-- START OF Exercise materials --

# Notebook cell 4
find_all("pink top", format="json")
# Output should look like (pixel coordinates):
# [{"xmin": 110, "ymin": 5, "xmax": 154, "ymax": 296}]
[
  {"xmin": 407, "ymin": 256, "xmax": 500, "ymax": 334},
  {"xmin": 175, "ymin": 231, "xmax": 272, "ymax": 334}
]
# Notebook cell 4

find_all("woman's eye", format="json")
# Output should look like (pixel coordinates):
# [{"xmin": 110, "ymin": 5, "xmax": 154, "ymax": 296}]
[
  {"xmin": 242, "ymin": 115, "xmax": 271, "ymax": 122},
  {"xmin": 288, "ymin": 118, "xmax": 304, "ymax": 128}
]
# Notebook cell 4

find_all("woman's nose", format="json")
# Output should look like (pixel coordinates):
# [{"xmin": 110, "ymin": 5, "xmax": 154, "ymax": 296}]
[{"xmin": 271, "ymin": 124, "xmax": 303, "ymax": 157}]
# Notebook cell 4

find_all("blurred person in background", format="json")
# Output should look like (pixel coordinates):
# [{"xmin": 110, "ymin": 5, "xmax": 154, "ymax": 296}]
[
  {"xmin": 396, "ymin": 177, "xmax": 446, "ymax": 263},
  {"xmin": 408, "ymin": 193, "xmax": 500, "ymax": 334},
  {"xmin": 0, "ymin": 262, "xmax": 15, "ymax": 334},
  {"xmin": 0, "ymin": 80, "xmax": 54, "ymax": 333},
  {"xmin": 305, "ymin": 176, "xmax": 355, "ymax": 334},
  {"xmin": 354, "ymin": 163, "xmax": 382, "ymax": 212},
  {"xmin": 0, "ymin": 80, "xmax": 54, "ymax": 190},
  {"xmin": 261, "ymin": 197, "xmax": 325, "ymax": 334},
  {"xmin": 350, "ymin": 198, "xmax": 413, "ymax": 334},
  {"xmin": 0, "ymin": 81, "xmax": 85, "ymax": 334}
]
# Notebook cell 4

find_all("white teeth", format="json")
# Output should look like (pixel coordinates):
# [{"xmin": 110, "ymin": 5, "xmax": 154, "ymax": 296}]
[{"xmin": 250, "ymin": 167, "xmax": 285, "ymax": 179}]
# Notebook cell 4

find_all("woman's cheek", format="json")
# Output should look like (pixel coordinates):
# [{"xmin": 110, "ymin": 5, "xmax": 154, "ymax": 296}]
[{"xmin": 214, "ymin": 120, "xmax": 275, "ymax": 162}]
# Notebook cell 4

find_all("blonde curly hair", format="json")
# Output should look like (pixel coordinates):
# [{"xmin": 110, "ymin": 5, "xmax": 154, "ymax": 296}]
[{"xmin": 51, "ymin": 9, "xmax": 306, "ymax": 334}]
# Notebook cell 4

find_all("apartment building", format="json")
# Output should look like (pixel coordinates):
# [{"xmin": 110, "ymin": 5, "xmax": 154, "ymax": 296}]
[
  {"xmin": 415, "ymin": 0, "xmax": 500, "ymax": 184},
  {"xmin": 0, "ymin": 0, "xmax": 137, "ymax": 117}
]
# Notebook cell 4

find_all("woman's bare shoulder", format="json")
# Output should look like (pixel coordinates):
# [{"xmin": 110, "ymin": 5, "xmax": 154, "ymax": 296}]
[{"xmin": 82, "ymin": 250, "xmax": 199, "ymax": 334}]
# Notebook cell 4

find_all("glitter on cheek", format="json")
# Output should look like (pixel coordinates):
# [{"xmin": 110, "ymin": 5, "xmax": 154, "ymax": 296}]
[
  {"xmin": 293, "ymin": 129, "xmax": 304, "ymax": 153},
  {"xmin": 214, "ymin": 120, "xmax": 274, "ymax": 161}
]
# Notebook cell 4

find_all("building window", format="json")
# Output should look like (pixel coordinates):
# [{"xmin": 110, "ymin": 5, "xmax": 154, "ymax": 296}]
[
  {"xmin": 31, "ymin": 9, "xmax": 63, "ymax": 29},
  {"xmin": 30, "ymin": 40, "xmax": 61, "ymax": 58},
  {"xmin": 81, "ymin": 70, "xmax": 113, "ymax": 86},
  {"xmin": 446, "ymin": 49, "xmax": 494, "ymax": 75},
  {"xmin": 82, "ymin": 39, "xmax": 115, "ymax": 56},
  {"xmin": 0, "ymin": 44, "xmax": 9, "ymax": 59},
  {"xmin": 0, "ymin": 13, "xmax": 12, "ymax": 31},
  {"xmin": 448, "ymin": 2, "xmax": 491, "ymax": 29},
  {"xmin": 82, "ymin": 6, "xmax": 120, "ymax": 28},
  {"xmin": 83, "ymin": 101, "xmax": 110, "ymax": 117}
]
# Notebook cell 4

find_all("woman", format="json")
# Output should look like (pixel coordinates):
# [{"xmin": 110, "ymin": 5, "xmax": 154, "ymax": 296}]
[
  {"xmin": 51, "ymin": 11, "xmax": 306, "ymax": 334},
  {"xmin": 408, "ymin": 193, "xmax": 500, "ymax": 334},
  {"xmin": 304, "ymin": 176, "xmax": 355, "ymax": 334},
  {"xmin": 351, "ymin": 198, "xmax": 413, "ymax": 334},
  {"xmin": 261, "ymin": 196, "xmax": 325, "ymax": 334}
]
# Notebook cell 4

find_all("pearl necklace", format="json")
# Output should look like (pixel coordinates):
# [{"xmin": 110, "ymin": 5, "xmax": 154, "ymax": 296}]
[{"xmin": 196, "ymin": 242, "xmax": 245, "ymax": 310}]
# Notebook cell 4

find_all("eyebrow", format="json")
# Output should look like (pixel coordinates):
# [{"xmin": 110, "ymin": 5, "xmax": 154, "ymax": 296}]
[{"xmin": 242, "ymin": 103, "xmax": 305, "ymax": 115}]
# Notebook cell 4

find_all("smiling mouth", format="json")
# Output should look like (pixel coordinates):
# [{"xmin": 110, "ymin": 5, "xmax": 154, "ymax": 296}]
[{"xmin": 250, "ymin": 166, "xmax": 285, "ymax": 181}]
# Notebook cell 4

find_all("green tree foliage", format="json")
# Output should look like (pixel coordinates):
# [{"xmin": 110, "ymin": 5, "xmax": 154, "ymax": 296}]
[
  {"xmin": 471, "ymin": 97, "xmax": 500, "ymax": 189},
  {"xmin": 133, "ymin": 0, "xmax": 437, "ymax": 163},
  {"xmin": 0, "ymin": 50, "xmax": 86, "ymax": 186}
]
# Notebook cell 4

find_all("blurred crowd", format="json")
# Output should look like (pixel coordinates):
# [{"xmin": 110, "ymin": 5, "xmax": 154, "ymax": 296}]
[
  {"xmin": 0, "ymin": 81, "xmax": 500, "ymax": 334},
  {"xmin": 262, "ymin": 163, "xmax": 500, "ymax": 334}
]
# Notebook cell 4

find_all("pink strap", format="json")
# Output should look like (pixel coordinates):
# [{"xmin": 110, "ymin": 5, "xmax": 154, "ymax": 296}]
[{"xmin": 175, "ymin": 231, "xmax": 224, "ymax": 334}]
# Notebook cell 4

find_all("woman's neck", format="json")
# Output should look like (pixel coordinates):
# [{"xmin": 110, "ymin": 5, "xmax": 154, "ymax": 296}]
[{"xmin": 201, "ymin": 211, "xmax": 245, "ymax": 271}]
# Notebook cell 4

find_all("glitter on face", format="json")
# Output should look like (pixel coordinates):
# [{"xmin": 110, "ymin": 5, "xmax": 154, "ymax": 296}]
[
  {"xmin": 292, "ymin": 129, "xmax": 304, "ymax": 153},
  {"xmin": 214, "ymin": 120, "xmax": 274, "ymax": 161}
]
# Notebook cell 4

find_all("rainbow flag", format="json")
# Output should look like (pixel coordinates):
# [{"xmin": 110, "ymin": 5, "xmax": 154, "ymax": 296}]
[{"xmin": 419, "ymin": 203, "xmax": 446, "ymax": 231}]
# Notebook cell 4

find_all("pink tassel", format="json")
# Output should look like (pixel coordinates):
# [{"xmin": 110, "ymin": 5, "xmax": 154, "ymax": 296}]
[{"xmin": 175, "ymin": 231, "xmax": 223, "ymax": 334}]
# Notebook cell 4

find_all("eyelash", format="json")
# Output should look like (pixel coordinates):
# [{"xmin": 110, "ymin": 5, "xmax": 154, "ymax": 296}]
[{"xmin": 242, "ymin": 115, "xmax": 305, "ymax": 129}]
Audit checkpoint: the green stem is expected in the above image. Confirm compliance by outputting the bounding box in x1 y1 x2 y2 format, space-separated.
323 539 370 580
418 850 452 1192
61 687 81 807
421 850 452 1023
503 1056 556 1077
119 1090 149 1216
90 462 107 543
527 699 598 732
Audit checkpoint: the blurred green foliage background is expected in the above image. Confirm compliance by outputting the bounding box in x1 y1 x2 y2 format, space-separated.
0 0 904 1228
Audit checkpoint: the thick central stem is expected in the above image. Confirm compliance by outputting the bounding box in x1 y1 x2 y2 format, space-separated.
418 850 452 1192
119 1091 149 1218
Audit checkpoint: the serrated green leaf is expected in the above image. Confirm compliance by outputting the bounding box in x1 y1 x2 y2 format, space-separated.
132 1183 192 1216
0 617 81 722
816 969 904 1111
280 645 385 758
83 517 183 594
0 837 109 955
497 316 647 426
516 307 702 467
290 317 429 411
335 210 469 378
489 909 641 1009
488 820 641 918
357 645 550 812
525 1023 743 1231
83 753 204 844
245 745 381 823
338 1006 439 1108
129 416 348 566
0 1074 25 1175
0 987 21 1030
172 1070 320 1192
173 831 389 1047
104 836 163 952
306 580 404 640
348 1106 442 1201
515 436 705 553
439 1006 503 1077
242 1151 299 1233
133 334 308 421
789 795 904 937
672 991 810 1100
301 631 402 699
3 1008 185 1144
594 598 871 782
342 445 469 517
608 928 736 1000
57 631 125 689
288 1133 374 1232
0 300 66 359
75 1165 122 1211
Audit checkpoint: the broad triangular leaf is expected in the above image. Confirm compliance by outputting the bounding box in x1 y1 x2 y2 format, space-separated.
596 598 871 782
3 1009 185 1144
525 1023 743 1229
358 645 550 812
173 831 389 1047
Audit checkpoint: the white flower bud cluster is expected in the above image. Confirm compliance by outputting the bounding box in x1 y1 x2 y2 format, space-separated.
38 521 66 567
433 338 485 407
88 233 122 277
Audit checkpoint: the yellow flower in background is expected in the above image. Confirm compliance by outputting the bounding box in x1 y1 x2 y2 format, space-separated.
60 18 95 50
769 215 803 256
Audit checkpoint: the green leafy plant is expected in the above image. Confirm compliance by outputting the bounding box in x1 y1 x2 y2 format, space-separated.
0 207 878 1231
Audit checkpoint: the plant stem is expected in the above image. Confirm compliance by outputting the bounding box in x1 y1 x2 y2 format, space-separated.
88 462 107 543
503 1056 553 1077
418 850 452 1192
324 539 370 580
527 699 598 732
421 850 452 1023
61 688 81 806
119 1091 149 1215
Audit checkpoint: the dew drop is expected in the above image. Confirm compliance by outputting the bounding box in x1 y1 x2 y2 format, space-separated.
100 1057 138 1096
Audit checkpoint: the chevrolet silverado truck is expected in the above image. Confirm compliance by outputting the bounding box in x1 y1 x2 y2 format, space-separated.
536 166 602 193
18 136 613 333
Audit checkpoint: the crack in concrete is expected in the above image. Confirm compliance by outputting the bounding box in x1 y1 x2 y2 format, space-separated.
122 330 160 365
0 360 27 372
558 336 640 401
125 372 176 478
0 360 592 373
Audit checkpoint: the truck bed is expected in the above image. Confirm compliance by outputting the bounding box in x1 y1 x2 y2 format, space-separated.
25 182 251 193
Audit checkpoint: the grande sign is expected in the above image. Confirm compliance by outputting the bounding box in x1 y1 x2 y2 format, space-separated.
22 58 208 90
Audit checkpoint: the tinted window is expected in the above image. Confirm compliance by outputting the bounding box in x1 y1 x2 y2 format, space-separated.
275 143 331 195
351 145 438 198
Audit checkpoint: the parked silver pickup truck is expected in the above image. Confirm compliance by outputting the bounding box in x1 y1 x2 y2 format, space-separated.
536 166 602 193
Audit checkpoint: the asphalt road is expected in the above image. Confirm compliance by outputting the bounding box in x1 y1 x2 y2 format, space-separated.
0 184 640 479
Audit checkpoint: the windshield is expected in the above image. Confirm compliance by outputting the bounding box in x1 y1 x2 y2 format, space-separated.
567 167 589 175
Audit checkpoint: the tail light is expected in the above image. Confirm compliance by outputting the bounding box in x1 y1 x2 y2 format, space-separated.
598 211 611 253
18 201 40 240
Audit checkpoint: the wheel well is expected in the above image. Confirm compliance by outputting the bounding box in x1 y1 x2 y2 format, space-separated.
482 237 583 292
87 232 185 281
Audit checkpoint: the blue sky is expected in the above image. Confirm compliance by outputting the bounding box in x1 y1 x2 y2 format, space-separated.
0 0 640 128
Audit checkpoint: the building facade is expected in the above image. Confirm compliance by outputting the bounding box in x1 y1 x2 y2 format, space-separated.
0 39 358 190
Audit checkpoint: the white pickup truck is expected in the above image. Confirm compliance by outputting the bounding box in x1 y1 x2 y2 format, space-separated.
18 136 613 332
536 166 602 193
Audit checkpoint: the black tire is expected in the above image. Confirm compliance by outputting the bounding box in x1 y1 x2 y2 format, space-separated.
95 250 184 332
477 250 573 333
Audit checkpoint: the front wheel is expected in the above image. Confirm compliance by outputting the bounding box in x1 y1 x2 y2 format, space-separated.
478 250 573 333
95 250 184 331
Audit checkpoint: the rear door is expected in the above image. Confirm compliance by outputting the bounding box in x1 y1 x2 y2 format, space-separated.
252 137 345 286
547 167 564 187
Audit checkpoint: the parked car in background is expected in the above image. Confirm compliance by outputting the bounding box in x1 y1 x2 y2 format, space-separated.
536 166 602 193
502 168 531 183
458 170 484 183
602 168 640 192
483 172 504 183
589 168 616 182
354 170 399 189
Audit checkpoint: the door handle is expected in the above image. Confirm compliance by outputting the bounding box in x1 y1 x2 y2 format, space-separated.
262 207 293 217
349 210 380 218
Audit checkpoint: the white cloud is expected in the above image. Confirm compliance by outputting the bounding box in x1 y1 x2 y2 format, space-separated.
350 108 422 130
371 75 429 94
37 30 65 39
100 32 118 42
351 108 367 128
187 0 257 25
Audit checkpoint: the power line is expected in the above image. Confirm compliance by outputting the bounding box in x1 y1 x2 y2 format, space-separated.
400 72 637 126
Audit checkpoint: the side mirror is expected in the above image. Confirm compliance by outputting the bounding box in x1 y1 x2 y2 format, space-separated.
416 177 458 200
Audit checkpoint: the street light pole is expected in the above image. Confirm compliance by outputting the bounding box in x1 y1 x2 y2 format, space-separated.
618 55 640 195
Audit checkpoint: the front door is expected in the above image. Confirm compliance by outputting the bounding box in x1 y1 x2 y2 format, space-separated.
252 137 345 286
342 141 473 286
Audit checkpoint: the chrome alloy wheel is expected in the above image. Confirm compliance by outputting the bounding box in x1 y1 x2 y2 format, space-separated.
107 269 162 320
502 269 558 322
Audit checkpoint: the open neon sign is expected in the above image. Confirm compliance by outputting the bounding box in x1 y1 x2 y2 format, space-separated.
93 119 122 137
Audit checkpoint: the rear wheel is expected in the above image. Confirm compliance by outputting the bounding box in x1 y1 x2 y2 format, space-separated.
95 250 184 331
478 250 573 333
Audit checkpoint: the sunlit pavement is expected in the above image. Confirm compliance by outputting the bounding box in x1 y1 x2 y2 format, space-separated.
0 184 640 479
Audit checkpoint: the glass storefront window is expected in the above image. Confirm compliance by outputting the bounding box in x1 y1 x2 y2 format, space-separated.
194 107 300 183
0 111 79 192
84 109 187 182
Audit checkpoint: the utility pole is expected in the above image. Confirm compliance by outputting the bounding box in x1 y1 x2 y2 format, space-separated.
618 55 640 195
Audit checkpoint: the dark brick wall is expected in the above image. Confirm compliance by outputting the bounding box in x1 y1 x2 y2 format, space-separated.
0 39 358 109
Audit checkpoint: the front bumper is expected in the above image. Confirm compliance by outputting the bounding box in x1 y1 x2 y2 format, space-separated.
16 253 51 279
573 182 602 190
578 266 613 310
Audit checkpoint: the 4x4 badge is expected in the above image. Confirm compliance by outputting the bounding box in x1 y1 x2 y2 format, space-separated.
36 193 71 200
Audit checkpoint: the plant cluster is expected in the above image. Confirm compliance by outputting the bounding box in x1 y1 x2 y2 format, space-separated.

-- END OF Exercise materials --

### [Short exercise]
Set down, character for character, everything in the items above from the line containing "Audit checkpoint: the building" down to the line containing "0 39 358 190", including both of those lines.

### [Result of the exercise]
Audit checkpoint: the building facade is expected in the above image. Confirm compliance by outputting the bounding box in x1 y1 x2 y2 format, space-separated.
0 39 358 190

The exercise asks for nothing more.